____ Estratto scelto

Il 19 gennaio del 2000, venti anni fa, Bettino Craxi si mise a letto per riposare qualche ora e non si svegliò più. Era nella sua casa di Hammamet, lontano dall’Italia, dove una campagna diffamatoria bene orchestrata e resa esecutiva a colpi di sentenze aveva trasformato lo statista di Sigonella, il presidente del consiglio che aveva salvato l’Italia dal baratro aperto da un’inflazione galoppante, in un criminale. Adesso, meglio tardi che mai, comincia a farsi strada nella cosiddetta opinione pubblica, nel mondo politico, nei giornali, nelle televisioni e nei social network un giudizio meno fazioso sul ruolo svolto da Craxi, segretario del Psi e capo del governo, nell’Italia degli anni settanta e ottanta del secolo scorso.

________

> [Istruzioni da seguire]: Secondo l'estratto su Bettino Craxi, in quale luogo si trovava quando morì il 19 gennaio 2000?

____ Voci fornite

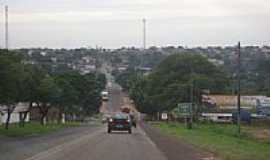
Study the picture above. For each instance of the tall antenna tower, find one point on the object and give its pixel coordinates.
(144, 33)
(6, 26)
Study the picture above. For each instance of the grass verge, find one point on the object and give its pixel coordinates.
(221, 140)
(32, 129)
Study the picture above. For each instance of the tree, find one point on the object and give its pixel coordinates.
(48, 94)
(10, 83)
(68, 96)
(32, 78)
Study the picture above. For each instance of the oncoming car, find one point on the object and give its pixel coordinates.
(120, 122)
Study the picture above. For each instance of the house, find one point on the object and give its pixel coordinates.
(16, 115)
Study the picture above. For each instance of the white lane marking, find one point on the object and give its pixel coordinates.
(61, 147)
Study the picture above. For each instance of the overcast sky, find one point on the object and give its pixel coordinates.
(117, 23)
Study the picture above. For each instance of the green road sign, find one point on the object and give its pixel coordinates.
(184, 109)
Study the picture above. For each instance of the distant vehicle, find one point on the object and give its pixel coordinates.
(245, 116)
(105, 118)
(105, 95)
(120, 122)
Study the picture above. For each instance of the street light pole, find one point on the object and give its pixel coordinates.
(239, 87)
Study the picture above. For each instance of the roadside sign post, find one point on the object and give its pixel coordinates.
(185, 110)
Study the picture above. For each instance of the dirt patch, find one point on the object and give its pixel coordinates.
(174, 148)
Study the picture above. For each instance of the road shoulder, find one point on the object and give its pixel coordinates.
(174, 148)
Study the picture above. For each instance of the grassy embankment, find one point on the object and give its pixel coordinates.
(31, 129)
(223, 141)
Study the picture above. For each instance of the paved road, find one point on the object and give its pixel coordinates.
(102, 146)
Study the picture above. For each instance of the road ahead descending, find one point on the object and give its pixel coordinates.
(103, 146)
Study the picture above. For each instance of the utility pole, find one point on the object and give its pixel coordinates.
(6, 27)
(144, 33)
(239, 87)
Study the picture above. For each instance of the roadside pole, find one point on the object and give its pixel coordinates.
(239, 87)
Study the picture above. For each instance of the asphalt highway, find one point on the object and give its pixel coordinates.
(99, 145)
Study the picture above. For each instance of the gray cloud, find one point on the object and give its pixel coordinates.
(115, 23)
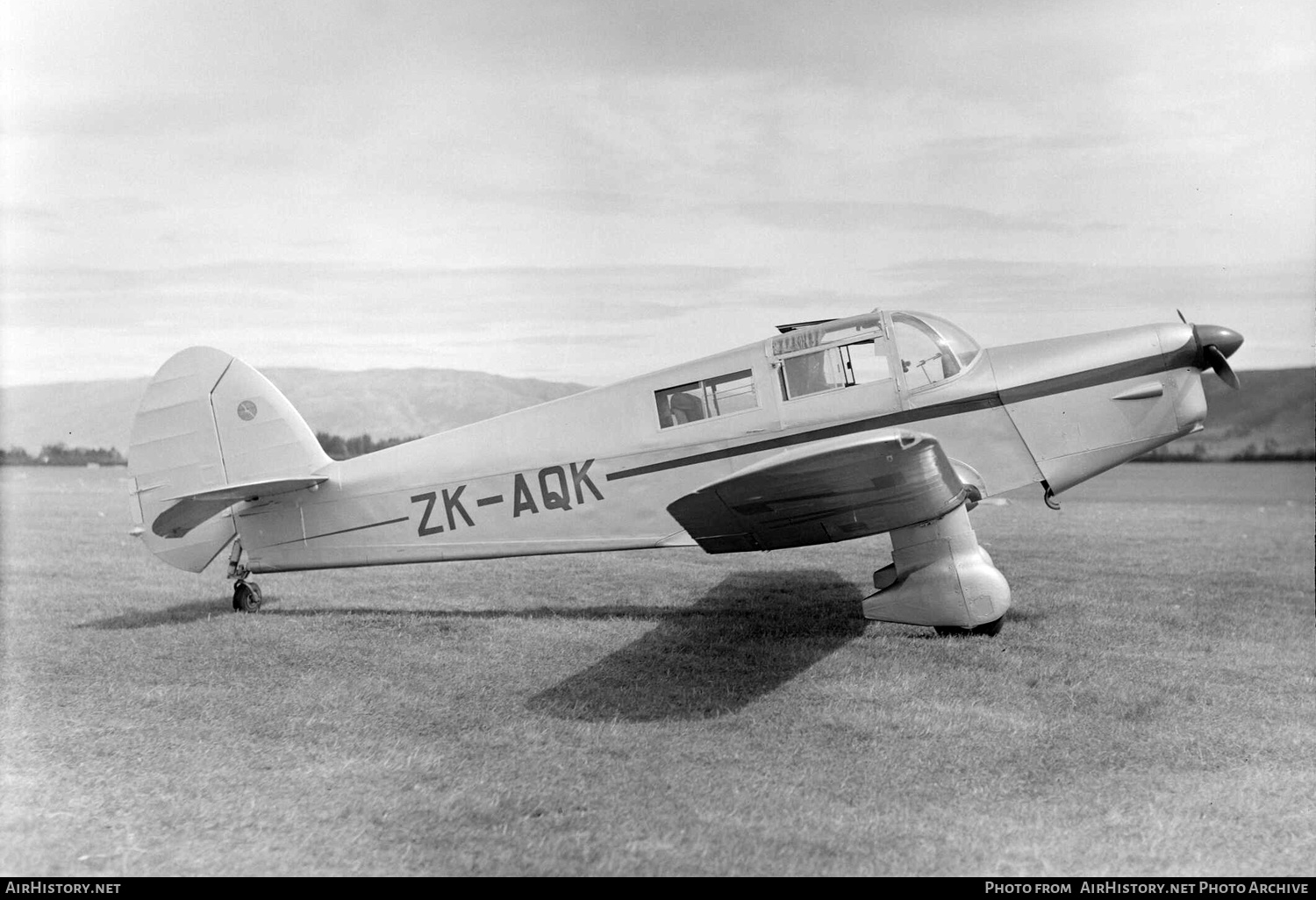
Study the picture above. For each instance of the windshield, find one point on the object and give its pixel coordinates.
(931, 347)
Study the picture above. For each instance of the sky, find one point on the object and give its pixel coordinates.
(589, 191)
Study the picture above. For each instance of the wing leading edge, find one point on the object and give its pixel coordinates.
(828, 491)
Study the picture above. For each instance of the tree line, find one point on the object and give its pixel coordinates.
(61, 454)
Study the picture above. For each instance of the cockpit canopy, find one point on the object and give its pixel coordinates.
(931, 347)
(836, 353)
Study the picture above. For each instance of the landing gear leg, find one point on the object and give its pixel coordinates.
(247, 595)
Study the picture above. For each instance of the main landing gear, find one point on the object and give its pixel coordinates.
(940, 576)
(247, 595)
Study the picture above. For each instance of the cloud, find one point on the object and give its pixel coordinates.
(849, 215)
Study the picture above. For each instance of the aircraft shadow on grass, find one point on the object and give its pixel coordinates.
(747, 637)
(749, 634)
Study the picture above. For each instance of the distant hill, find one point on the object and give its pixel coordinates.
(1273, 405)
(378, 402)
(1274, 410)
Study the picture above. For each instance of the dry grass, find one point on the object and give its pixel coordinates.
(1148, 708)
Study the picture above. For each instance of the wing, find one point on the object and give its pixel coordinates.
(191, 510)
(826, 491)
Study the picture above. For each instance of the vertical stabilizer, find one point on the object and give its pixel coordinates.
(208, 421)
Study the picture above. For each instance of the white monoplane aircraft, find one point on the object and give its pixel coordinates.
(826, 432)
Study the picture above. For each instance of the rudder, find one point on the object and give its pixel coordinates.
(205, 423)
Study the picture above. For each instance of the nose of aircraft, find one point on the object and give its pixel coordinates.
(1215, 344)
(1226, 339)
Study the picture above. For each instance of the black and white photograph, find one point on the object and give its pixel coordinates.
(658, 439)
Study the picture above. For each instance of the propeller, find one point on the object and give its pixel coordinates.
(1215, 345)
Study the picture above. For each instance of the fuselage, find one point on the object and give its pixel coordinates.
(597, 470)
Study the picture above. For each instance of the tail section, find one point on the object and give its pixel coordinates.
(212, 432)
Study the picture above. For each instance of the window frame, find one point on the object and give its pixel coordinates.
(707, 389)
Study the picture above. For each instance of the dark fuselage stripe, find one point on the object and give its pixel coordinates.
(1090, 378)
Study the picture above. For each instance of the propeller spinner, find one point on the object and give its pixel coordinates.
(1215, 345)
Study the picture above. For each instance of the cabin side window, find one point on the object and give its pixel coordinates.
(711, 396)
(832, 368)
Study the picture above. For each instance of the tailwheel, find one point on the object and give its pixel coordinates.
(990, 629)
(247, 596)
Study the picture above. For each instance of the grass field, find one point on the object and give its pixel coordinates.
(1149, 707)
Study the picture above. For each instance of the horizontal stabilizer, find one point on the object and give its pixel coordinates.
(191, 510)
(254, 489)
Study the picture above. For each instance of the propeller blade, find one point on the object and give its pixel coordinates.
(1212, 354)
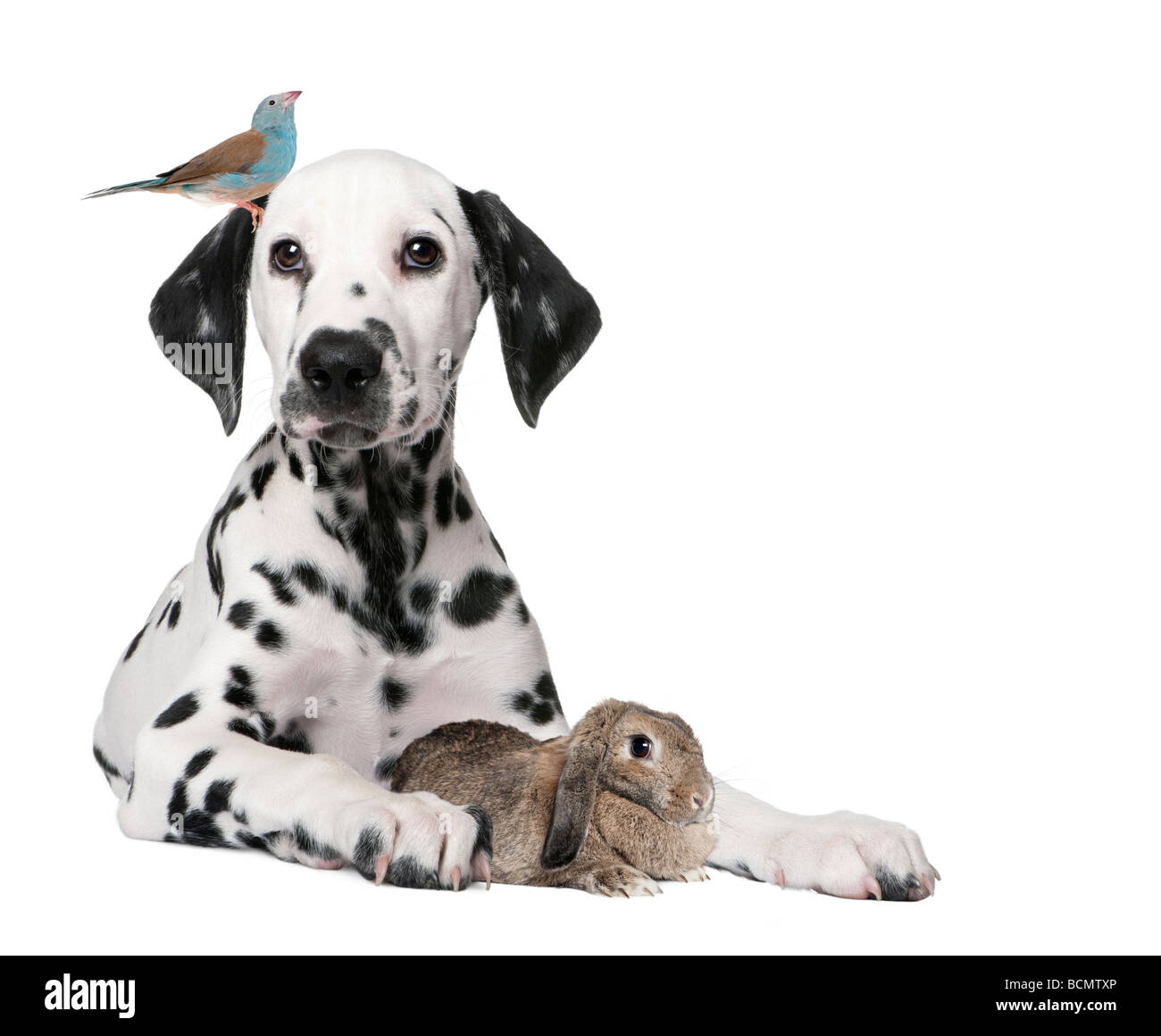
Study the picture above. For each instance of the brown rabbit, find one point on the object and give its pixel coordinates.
(620, 800)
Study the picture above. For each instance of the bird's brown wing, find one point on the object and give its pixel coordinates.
(232, 155)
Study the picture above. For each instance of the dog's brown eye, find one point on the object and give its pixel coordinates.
(287, 255)
(422, 252)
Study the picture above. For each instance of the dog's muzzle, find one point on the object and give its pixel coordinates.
(339, 367)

________

> [Risposta scritta]: Nella sua casa di Hammamet, lontano dall'Italia.